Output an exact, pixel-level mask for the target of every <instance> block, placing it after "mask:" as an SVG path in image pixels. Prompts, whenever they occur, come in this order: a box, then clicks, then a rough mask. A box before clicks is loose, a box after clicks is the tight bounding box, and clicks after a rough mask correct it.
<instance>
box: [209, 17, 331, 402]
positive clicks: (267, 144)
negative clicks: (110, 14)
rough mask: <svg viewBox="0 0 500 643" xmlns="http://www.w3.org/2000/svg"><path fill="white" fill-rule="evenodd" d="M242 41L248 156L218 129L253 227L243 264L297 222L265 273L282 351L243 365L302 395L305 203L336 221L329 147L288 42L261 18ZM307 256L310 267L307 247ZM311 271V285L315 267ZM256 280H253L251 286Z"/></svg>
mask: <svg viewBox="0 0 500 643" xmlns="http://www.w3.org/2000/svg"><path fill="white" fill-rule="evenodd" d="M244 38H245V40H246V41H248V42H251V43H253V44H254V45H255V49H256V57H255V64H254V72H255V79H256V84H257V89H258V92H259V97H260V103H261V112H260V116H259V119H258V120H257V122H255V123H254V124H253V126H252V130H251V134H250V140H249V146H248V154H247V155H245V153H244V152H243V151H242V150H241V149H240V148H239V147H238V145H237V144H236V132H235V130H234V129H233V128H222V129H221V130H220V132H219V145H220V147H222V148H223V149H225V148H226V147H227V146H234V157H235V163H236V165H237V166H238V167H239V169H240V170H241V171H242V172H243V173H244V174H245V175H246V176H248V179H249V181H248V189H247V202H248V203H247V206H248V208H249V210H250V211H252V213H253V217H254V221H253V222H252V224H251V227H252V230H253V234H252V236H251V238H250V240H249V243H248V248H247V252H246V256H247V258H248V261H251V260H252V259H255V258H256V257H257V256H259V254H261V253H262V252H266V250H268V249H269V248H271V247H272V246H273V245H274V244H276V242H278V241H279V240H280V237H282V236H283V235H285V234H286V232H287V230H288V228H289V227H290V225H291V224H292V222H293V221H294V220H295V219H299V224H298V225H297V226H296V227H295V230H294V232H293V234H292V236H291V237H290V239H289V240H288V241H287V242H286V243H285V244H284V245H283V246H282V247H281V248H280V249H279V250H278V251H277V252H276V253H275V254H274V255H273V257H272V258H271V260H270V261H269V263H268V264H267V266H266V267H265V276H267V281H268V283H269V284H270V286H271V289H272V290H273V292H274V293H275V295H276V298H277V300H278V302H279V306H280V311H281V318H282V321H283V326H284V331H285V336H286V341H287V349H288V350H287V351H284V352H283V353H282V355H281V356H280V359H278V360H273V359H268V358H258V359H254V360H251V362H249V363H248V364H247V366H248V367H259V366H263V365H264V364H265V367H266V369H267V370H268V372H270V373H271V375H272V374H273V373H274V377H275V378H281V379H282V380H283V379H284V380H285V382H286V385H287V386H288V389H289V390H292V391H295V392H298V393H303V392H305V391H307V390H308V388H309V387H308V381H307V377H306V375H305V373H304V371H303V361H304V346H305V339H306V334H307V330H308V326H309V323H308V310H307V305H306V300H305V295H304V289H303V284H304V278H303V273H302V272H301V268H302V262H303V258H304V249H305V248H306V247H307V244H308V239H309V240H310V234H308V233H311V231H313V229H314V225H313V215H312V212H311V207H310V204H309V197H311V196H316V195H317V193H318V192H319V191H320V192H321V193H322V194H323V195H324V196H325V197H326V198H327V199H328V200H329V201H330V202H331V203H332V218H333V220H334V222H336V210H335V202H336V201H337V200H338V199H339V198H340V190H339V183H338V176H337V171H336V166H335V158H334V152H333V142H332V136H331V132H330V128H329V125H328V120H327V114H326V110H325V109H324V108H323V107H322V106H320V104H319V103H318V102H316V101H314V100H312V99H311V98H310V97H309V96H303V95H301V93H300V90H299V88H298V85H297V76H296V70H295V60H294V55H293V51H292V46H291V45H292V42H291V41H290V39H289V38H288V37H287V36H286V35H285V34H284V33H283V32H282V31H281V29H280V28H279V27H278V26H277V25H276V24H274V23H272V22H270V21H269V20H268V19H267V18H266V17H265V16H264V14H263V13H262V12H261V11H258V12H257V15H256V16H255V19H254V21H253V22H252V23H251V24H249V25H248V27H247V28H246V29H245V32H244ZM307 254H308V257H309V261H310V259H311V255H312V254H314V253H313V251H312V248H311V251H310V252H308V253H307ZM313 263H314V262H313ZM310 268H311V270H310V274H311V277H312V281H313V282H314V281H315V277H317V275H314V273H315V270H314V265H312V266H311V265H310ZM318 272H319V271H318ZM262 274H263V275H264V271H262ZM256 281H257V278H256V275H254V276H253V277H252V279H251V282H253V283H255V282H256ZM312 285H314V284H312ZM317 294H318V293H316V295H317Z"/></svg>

## What is needed:
Nothing in the records should change when you repeat them all.

## Answer space:
Output an exact, pixel-level mask for the target of every <instance> block, placing it after "mask:" as an SVG path in image pixels. Prompts, whenever they occur, come in this order: a box, then clicks, then a rough mask. A box before clicks is loose, a box after clicks is the tight bounding box, and clicks after a rough mask correct it.
<instance>
box: [209, 17, 331, 402]
positive clicks: (267, 144)
negative clicks: (110, 14)
rough mask: <svg viewBox="0 0 500 643" xmlns="http://www.w3.org/2000/svg"><path fill="white" fill-rule="evenodd" d="M242 41L248 156L218 129L253 227L243 264L297 222L265 273L282 351L243 365L302 395L305 203L336 221L329 147L288 42L261 18ZM307 256L310 267L307 247ZM311 271V285L315 267ZM256 280H253L251 286Z"/></svg>
mask: <svg viewBox="0 0 500 643" xmlns="http://www.w3.org/2000/svg"><path fill="white" fill-rule="evenodd" d="M244 38H245V40H246V41H248V42H251V43H253V44H254V45H255V49H256V57H255V64H254V72H255V79H256V84H257V89H258V92H259V97H260V103H261V112H260V116H259V119H258V120H257V122H255V123H254V124H253V126H252V130H251V134H250V140H249V146H248V154H247V155H245V153H244V152H243V151H242V150H241V149H240V148H239V147H238V145H237V144H236V132H235V130H234V129H233V128H222V129H221V130H220V132H219V145H220V147H222V148H223V149H225V148H226V147H227V146H234V157H235V163H236V165H237V166H238V167H239V169H240V170H241V171H242V172H243V173H244V174H245V175H246V176H248V179H249V181H248V189H247V202H248V203H247V206H248V208H249V210H250V211H252V213H253V217H254V221H253V222H252V224H251V227H252V230H253V234H252V236H251V238H250V240H249V243H248V248H247V252H246V256H247V258H248V261H251V260H252V259H255V258H256V257H257V256H259V254H261V253H262V252H266V250H268V249H269V248H271V247H272V246H273V245H274V244H276V242H278V241H279V240H280V237H282V236H283V235H285V234H286V232H287V230H288V228H289V227H290V225H291V224H292V222H293V221H294V220H295V219H299V224H298V225H297V226H296V227H295V230H294V232H293V234H292V236H291V237H290V239H289V240H288V241H287V242H286V243H285V244H284V245H283V246H282V247H281V248H280V249H279V250H278V251H277V252H276V253H275V254H274V255H273V257H272V258H271V260H270V261H269V263H268V264H267V266H266V267H265V276H267V281H268V283H269V284H270V286H271V289H272V290H273V292H274V293H275V295H276V298H277V300H278V302H279V306H280V311H281V318H282V321H283V326H284V331H285V336H286V341H287V349H288V350H287V351H284V352H283V353H282V355H281V356H280V359H278V360H273V359H268V358H258V359H254V360H251V362H249V363H248V364H247V366H248V367H259V366H263V365H264V364H265V367H266V369H267V370H268V372H270V373H271V375H272V374H273V373H274V377H275V378H281V379H282V380H283V379H284V380H285V382H286V385H287V386H288V389H289V390H292V391H295V392H298V393H303V392H305V391H307V390H308V388H309V387H308V381H307V377H306V375H305V373H304V371H303V361H304V346H305V339H306V334H307V330H308V326H309V323H308V310H307V305H306V300H305V295H304V289H303V284H304V278H303V273H302V272H301V268H302V262H303V258H304V249H305V248H306V247H307V244H308V239H309V240H310V234H308V233H311V231H313V229H314V225H313V215H312V212H311V207H310V204H309V197H311V196H316V195H317V193H318V192H319V191H320V192H321V193H322V194H323V195H324V196H325V197H326V198H327V199H328V200H329V201H330V202H331V203H332V218H333V220H334V222H336V210H335V202H336V201H337V200H338V199H339V198H340V190H339V183H338V176H337V171H336V166H335V158H334V152H333V142H332V136H331V132H330V128H329V125H328V120H327V114H326V110H325V109H324V108H323V107H322V106H320V104H319V103H318V102H316V101H314V100H312V99H311V98H310V97H309V96H303V95H301V93H300V90H299V88H298V85H297V76H296V70H295V60H294V55H293V51H292V46H291V45H292V42H291V41H290V39H289V38H288V37H287V36H286V35H285V34H284V33H283V32H282V31H281V29H280V28H279V27H278V26H277V25H276V24H274V23H272V22H270V21H269V20H268V19H267V18H266V17H265V16H264V14H263V13H262V12H261V11H258V12H257V15H256V16H255V19H254V21H253V22H252V23H251V24H249V25H248V27H247V28H246V29H245V32H244ZM307 254H308V257H309V261H310V259H311V255H312V254H314V253H313V251H312V248H311V251H310V252H308V253H307ZM313 263H314V262H313ZM310 268H311V270H310V274H311V277H312V281H313V282H314V281H315V277H317V275H314V273H315V270H314V265H312V266H311V265H310ZM318 272H319V271H318ZM262 274H263V275H264V271H262ZM256 281H257V278H256V275H254V276H253V277H252V279H251V282H253V283H255V282H256ZM312 285H314V284H312ZM317 294H318V293H316V295H317Z"/></svg>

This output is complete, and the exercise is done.